→ **Exercise prompt**:
The answer must be an exact copy of the lines from the one with "Where can the cat head" through the final line of the records below, with no pictures.

+--

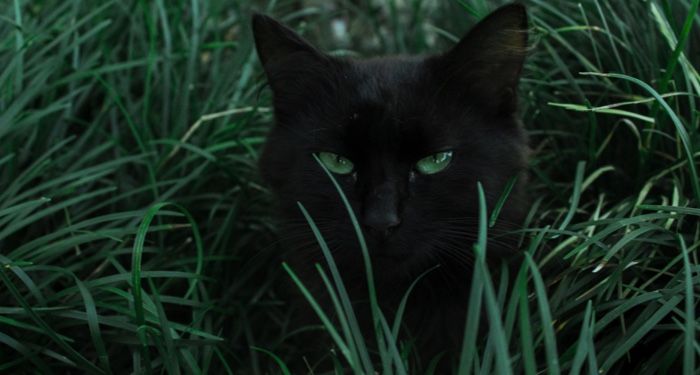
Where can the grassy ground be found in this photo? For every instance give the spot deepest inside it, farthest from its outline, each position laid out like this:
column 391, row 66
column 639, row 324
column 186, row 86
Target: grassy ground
column 135, row 235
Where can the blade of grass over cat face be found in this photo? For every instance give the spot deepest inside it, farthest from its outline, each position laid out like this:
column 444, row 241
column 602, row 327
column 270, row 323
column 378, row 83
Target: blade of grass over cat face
column 374, row 304
column 346, row 314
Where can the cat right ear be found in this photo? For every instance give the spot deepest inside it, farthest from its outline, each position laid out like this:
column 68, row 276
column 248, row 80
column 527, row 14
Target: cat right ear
column 280, row 49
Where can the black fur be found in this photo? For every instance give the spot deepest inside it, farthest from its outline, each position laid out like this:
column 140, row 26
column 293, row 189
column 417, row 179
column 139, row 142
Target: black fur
column 385, row 114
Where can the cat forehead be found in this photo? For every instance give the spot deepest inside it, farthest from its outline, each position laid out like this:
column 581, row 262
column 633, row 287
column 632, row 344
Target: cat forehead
column 386, row 78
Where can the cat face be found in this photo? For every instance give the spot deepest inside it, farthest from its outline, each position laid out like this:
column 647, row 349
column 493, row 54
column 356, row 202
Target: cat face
column 407, row 139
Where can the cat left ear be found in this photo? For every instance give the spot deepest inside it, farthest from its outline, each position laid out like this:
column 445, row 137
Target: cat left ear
column 489, row 59
column 279, row 46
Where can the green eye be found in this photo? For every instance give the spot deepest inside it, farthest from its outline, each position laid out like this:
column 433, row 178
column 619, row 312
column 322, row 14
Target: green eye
column 434, row 163
column 336, row 163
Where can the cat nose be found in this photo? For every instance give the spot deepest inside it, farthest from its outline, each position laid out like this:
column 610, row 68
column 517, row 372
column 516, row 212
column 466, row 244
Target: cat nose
column 382, row 223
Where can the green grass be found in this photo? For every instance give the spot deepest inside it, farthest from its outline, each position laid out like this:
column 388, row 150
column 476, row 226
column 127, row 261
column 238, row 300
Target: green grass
column 136, row 236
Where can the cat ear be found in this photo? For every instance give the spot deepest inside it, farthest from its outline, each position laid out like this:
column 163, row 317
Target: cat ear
column 489, row 59
column 280, row 49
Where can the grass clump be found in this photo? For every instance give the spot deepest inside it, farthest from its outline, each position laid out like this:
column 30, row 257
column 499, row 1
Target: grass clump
column 135, row 235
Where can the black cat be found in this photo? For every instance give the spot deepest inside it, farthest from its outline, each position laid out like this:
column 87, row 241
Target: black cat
column 407, row 138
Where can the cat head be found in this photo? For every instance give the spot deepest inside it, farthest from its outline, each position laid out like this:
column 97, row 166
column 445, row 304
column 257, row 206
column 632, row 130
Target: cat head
column 407, row 138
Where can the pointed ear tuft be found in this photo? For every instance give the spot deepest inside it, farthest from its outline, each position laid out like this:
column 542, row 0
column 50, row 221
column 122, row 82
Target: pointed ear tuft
column 488, row 60
column 277, row 44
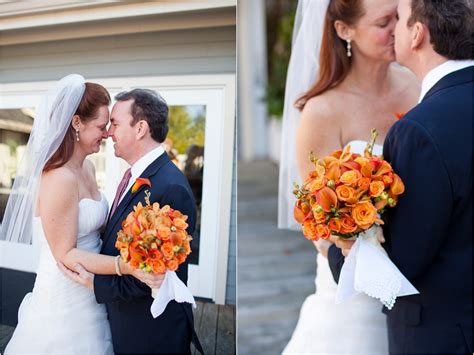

+--

→ **Answer space**:
Where can the cat head be found in this photo? For every instance give the spot deepest inside it, farthest from its outline, each position laid out like this:
column 97, row 166
column 445, row 304
column 257, row 206
column 632, row 130
Target: cat head
column 407, row 138
Where can the pointed ear tuft be found in this photo? For every instance give the spot deepest inside it, farthest from its outline, each position laid out like this:
column 542, row 0
column 50, row 221
column 122, row 82
Target: pointed ear tuft
column 488, row 60
column 277, row 44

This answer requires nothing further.